Text section:
UA team takes on hog waste

Focus is on methods to lessen environmental impact

Chris Hart, manager of the University of Arkansas’ Division of Agriculture swine farm at the Savoy Research Center, looks at some sows in gestation stalls. UA researchers are using the animals’ manure in studies on lessening environmental impact of waste disposal.
Chris Hart, manager of the University of Arkansas’ Division of Agriculture swine farm at the Savoy Research Center, looks at some sows in gestation stalls. UA researchers are using the animals’ manure in studies on lessening environmental impact of waste disposal.

— A small team of researchers at the University of Arkansas at Fayetteville are experimenting with techniques to lessen the environmental impact of swine manure.

The U.S. Department of Agriculture-affiliated study is part of a broader $53 million effort to study the effects of climate change on agricultural production announced in June.

Challenges associated with manure disposal on pig farms include the release of methane gas from nearby waste lagoons and the breakdown of nitrogen in the animal’s excrement into harmful byproducts such as ammonia and nitrous oxide.

Hog experts in Arkansas hope the study, which encompasses the entire life cycle of a commercial pig, will lead to the adoption of cost-effective manure disposal techniques.

Saved entries:
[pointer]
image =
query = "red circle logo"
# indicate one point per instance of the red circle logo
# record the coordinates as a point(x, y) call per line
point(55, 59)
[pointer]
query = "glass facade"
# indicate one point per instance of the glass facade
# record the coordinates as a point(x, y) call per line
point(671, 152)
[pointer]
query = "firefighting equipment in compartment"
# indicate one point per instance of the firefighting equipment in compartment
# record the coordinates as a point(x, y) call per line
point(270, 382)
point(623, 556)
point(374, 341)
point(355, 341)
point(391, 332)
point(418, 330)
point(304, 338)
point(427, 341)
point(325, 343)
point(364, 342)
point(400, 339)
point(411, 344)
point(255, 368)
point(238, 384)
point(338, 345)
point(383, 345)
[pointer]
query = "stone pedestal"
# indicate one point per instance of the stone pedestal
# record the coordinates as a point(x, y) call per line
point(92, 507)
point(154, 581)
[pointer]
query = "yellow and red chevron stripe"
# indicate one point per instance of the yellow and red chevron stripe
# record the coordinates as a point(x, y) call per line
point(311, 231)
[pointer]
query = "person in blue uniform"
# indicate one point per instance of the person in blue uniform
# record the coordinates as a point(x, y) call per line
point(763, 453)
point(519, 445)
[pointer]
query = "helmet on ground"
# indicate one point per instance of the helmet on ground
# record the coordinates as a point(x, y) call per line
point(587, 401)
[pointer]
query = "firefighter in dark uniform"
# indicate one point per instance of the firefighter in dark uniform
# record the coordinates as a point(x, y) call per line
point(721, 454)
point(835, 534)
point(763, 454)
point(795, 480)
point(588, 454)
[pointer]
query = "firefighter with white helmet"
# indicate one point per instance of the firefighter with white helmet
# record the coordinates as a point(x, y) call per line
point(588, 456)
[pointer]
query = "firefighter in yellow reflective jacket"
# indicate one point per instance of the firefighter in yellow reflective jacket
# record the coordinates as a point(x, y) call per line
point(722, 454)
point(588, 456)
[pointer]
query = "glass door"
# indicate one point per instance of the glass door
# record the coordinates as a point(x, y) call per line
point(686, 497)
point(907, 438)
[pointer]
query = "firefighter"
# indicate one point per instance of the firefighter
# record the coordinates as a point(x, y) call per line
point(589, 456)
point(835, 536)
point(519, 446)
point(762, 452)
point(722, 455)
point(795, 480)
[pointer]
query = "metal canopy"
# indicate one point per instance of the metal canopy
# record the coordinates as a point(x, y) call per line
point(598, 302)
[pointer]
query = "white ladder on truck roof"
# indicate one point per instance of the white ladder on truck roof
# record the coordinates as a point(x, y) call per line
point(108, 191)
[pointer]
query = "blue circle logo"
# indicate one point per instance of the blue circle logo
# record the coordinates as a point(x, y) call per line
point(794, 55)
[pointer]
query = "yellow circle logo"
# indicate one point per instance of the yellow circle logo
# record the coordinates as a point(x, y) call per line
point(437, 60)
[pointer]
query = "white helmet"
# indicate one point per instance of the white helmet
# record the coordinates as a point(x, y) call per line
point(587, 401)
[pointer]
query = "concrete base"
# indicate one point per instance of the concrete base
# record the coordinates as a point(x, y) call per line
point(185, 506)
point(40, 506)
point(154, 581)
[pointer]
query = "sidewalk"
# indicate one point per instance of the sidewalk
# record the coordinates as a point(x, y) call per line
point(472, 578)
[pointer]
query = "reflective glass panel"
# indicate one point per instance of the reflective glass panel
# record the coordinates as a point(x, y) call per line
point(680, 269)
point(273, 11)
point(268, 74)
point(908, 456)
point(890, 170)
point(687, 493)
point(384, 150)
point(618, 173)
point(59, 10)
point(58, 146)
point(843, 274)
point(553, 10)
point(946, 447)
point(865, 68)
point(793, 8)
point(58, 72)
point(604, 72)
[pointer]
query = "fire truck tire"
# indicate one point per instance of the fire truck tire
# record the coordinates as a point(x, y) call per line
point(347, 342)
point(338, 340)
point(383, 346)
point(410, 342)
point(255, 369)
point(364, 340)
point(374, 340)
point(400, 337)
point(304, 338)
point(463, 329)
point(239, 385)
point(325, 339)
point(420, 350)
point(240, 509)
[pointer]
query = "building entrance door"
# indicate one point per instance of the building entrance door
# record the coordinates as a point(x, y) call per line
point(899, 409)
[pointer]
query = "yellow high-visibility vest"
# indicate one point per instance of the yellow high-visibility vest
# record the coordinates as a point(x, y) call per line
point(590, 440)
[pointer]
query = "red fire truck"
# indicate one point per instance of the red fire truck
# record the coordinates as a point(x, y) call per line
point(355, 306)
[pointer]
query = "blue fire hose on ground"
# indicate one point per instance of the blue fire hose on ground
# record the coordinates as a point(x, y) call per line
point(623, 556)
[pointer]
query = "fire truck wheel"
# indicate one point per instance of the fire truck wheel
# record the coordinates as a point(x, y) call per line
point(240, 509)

Exercise: Please name the harmful byproducts that the hog waste article says can form when nitrogen in the animal's excrement breaks down.

Answer section: Ammonia and nitrous oxide.